Given task — Find "Expected: a point placed on each instance of the green velvet" in the material below, then copy that line and every subsequent line to the end, exactly.

********

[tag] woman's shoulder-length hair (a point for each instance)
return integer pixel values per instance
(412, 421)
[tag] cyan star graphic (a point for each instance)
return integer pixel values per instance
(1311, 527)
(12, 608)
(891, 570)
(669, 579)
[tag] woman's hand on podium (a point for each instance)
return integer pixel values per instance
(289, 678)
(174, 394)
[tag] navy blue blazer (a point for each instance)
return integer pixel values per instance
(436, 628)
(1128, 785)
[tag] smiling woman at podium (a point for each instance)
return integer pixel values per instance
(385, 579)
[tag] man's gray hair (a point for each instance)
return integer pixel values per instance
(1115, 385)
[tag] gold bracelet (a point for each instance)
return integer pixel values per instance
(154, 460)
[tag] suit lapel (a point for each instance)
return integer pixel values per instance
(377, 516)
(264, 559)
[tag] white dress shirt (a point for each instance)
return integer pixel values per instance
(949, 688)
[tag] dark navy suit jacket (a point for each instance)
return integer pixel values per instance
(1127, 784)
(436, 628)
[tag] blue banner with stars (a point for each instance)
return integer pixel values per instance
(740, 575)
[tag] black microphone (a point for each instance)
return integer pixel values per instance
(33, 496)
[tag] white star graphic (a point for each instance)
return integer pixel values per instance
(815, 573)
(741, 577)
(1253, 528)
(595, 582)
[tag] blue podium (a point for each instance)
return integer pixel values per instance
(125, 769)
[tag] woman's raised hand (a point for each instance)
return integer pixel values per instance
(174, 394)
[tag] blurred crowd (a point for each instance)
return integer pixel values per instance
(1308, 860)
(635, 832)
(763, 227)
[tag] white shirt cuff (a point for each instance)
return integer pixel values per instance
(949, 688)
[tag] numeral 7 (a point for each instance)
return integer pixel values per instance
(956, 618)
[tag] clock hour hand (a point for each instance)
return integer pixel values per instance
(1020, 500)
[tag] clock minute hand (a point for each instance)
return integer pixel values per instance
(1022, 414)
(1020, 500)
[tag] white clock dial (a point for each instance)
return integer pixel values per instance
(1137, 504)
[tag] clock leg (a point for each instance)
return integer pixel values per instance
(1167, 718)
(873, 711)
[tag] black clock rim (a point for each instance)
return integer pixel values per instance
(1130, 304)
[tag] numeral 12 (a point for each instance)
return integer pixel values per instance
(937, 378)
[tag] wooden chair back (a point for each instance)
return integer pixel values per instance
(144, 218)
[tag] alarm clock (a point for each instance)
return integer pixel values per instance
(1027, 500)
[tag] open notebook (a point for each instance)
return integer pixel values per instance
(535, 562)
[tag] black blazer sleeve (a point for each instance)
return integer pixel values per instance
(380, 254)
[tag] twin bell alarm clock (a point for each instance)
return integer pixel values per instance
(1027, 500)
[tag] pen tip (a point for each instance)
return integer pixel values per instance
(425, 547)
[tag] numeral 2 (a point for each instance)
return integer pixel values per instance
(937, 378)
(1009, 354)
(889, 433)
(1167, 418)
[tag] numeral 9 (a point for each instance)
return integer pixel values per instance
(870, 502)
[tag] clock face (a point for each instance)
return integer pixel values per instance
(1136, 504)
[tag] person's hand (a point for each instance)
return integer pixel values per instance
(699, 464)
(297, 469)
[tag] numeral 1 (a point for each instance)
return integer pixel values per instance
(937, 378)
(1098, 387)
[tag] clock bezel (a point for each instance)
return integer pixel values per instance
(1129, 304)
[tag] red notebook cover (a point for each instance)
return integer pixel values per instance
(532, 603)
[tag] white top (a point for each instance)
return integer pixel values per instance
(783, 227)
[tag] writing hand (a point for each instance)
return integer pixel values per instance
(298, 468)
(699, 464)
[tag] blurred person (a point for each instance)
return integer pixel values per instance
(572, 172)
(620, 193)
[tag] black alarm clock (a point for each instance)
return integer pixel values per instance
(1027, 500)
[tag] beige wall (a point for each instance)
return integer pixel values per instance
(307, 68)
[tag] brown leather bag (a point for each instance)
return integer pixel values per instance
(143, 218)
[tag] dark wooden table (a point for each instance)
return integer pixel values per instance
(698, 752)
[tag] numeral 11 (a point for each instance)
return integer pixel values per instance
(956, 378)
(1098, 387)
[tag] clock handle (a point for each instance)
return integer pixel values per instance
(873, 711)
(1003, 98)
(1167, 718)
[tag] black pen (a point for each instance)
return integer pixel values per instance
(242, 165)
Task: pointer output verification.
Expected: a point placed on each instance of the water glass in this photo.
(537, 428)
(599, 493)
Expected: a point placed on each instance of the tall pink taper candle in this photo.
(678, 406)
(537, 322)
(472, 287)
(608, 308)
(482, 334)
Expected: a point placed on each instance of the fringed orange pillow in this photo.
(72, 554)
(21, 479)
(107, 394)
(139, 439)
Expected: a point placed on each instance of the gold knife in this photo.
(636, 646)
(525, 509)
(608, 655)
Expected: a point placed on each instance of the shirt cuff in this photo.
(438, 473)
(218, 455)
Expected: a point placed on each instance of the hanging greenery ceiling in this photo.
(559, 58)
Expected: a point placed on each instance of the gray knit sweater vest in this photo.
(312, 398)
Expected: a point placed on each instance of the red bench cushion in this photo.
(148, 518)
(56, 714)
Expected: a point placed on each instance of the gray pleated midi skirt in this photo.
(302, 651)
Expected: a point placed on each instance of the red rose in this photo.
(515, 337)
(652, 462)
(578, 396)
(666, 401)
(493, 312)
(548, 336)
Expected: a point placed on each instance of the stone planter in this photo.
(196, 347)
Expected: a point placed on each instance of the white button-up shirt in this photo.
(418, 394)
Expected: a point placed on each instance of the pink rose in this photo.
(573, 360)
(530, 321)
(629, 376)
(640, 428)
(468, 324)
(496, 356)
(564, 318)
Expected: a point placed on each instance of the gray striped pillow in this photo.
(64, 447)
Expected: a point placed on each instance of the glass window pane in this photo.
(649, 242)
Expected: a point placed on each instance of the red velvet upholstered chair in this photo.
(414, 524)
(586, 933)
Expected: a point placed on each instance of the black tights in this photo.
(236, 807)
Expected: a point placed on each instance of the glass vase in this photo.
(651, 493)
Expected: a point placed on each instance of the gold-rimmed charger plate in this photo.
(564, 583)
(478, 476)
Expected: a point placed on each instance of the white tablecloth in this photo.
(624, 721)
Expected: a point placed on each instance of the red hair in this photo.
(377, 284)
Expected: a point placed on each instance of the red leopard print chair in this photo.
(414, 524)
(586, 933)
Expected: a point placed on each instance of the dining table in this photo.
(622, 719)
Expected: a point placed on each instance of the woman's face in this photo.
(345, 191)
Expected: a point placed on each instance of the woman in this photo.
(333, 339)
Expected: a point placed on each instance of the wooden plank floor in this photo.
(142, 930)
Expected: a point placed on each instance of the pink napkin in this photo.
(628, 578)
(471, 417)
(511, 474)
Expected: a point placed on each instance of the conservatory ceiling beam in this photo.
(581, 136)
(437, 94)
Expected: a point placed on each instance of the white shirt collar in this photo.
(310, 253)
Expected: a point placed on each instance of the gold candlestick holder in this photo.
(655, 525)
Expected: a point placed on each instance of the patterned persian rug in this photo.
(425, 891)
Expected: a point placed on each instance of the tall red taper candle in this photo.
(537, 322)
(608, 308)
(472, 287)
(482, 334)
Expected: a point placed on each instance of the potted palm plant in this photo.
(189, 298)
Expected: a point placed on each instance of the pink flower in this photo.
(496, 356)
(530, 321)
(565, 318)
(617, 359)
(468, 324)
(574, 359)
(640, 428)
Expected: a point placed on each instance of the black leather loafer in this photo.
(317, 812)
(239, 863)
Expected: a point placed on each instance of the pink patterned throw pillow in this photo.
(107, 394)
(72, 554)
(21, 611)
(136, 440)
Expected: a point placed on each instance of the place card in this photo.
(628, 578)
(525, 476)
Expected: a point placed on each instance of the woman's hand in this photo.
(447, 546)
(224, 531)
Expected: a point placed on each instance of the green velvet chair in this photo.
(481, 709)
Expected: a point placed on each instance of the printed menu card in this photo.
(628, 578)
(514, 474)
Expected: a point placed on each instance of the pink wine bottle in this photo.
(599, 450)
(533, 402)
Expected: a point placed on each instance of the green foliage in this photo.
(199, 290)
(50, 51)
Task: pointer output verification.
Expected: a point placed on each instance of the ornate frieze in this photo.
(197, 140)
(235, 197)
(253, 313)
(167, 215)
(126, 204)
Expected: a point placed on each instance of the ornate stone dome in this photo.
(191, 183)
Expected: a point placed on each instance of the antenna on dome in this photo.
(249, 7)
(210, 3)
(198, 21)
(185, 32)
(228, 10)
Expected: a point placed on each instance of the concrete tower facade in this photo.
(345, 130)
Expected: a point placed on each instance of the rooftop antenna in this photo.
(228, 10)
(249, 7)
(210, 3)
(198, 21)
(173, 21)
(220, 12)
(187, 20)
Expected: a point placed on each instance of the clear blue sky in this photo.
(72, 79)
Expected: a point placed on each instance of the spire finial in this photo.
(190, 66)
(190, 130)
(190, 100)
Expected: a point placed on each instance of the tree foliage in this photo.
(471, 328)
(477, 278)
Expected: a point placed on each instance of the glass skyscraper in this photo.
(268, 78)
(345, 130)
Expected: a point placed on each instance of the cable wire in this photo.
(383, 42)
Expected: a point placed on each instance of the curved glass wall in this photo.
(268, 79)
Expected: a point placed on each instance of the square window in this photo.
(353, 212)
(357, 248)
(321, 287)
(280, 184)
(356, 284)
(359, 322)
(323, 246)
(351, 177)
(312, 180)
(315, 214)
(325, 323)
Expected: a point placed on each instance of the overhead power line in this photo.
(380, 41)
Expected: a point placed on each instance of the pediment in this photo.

********

Answer below —
Expected: a point placed on each instance of the green velvet chair in this photo.
(481, 709)
Expected: a point placed on each instance of the printed menu card in this photo.
(628, 578)
(514, 474)
Expected: a point placed on each instance of the pink wine bottle in this photo.
(599, 450)
(533, 402)
Expected: a point placed on each instance of the green foliage in this photo.
(199, 290)
(50, 51)
Task: pointer output verification.
Expected: a point placed on each instance of the ornate frieze in this photo.
(197, 140)
(235, 197)
(253, 313)
(167, 215)
(126, 204)
Expected: a point placed on each instance of the ornate stone dome in this photo.
(191, 183)
Expected: a point placed on each instance of the antenna on dome in this photo.
(249, 7)
(210, 3)
(198, 21)
(185, 32)
(228, 10)
Expected: a point placed on each instance of the concrete tower facade in this photo.
(345, 130)
Expected: a point placed on each instance of the rooftop antenna in this photo.
(228, 10)
(249, 7)
(210, 3)
(198, 21)
(173, 21)
(220, 12)
(187, 20)
Expected: a point placed on each instance of the clear blue sky in this photo.
(72, 79)
Expected: a point placed on each instance of the spire finial in this photo.
(190, 66)
(190, 130)
(190, 100)
Expected: a point placed on each instance of the tree foliage in this photo.
(471, 328)
(477, 278)
Expected: a point placed on each instance of the glass skyscraper in this photo.
(268, 78)
(345, 130)
Expected: a point placed on each instance of the cable wire in this photo.
(383, 42)
Expected: a point placed on each instance of the curved glass wall in this photo.
(268, 79)
Expected: a point placed on each instance of the square window in this photo.
(353, 212)
(357, 248)
(321, 287)
(280, 184)
(356, 284)
(359, 322)
(323, 246)
(351, 177)
(312, 180)
(315, 214)
(325, 323)
Expected: a point placed on each instance of the overhead power line in this photo.
(380, 41)
Expected: a point placed on each instance of the pediment in this photo.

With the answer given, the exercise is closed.